**Belge bölümü**
--
Başlıktaki deyimin sözlük anlamı aynen şu şekilde ; HEM SUÇLU HEM GÜÇLÜ
“ Gerçekte kendisi suçlu olduğu hâlde suç işlememiş gibi davranan ve karşısındakini suçlamaya çalışan kimse. “
İşte Ekrem İmamoğlu ve CHP’lilerin İstanbul Büyükşehir Belediye Başkanlığı seçiminin YSK tarafından yeniden tekrarlanma kararı vermesinin akabinde tam olarak içinde bulundukları hal bu. Hayır hayır yanlış anlaşılmasın, CHP’yi itham etmiyorum. Ne de olsa mazbatalarda kaydırma yaparak oyları başka adaylara yazdıran, memur olması gereken sandık başkanlarını farklı mesleklerden seçenler onlar değiller. Üstelik bu detayı YSK ya itiraz başvurusunda bulunan Ak Parti Genel Başkan Yardımcısı Ali İhsan Yavuz defeatle kamuoyuna bildirdi. Ne demişti peki?
“Ben CHP’nin tavrını kesinlikle anlamıyorum. Ben şunu demiyorum, baştan sona CHP kurguladı, bu usulsüzlüğü yaptı yaptırdı iddiasında değilim. Ama bu oldu ve belgeleriyle ortaya koyuyoruz. CHP’ye de düşen, bu kadar kanunsuz iş ve işlemleri onların da takip etmesidir. Neden? Eğer biz bu sistemi arındıramazsak, bu hataları, şüpheleri; bundan sonraki seçimlere ilişkin soru işareti kalır.”
İyi ama CHP suçlu değilse neden bu feryat ve figanlar?
Aynı hal ve hareketleri iptal kararı açıklanmadan önce de yaptılar. Daha resmi sonuçlar açıklanmadan Anıtkabir’e koşup deftere yazı yazmalar, itiraz sürecinde “ Verin mazbatamı! “ diye ilçe ilçe dolaşmalar.
İptal kararı sonrası da kankası Fatih Portakal’ın programına çıktı İmamoğlu, aklımızla alay edercesine zarf ve pusulalar üzerinden algı yapmaya çalıştı. Neymiş, zarfta 3 pusula var, ilçe belediye başkanı, ilçe meclisinde bir sorun yok ama İBB pusulası sorunlu. İşte bu sav üzerinden YSK kararını çürütmeye çalışıyor aklınca. Yahu kimsenin sandıkla, zarfla, pusulayla ilgili bir itirazı yok zaten. Ne olduysa oylar sayılıp, tutanaklara işlendikten sonra oldu. Sandık iradesini yansıtan tutanaklar YSK sistemine girilirken ne hikmetse Ak Parti ve Binali Yıldırım oyları kaydırma yapılarak başka partilere yansıtıldı. Peki bu nasıl oldu?
--
**Alıştırma yönergeleri**
A - İstanbul seçimi yazısındaki "Ne olduysa oylar sayılıp, tutanaklara işlendikten sonra oldu." cümlesi İngilizceye nasıl çevrilir?
B - İstanbul seçimi yazısını son cümlesinden sonra sürdürün.
--
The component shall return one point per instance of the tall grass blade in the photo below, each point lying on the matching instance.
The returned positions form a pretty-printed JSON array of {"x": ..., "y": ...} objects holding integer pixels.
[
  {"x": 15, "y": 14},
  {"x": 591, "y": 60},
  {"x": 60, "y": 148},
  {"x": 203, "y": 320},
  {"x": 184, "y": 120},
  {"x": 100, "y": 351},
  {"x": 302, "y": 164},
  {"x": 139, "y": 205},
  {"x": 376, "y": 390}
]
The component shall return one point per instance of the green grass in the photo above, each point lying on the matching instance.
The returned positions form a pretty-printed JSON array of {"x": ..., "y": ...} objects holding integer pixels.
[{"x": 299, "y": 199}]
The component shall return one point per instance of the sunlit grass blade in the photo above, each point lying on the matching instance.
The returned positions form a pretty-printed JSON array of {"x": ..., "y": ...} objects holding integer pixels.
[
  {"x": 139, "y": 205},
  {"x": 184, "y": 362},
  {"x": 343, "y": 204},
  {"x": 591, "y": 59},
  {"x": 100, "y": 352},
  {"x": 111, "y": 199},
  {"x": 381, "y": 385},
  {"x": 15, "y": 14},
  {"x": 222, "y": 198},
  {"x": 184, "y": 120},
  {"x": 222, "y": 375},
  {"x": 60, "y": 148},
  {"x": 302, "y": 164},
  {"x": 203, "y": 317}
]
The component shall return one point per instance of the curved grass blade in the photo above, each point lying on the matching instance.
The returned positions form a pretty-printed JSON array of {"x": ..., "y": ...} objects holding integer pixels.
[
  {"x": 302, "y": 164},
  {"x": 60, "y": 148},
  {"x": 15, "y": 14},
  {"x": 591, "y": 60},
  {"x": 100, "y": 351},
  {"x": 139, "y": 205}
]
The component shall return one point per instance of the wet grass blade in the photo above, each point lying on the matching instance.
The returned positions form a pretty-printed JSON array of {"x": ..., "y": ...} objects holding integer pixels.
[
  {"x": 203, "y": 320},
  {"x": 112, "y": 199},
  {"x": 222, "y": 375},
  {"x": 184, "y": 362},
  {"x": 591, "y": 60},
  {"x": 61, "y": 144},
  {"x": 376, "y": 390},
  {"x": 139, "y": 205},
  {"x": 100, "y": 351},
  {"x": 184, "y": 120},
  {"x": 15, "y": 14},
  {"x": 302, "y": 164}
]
--
**Çözümlü alıştırmalar**
A - Whatever happened, happened after the votes were counted and entered into the tally reports.

B -
İlçe seçim kurulları marifeti ile, kaymakamlıkların yollamış olduğu devlet memuru listesine rağmen alakasız kişiler sandık başkanı yapıldı. En az 1 yıl öncesinden hazırlıklara başlanmış organize bir hırsızlık var ortada. Hepsi bilgi ve belgeleriyle mevut. Yapılan itiraz sonucunda seçimin tekrarlanma kararı verildi diye bu korku neden?
Belki de Sayın İmamoğlu, mağdur olduğunu ifade etmeye çalışıyor. Ona sormak istiyorum; Hayırdır Sayın İmamoğlu, şiir okuduğun için mazbatan elinden mi alındı yoksa? Üstüne üstlük hapse mi girdin? Siyaset yapman mı engellendi? Bunlar başına gelseydi belki mağdur olduğuna inanırdım. Ne oldu da bu kadar celallendin? Kimsenin hakkını yediği yok, Hodri meydan! Şehir aynı, seçmen aynı, adaylar aynı. Madem alnınızın akıyla seçildiniz bu telaş, bu yaygara neden? Mazbatayı alana kadar YSK’ya güveniyordun, hatta güvendiğim tek kurum diyordun, şimdi işine gelmeyen bir karar alındığı için mi YSK’yı kınıyor, gaflet, dalalet ve hatta hıyanet içinde olabilirler diye açıklamalar yapıyorsun?
Şimdi yapılması gereken şey üstünlerin hukukuna değil hukukun üstünlüğüne saygı duyup, alınan karar gereğince 23 haziran tarihinde demokrasi şöleni ile yeniden sandıklara koşmaktır.
Görelim Mevlam neyler, neylerse güzel eyler.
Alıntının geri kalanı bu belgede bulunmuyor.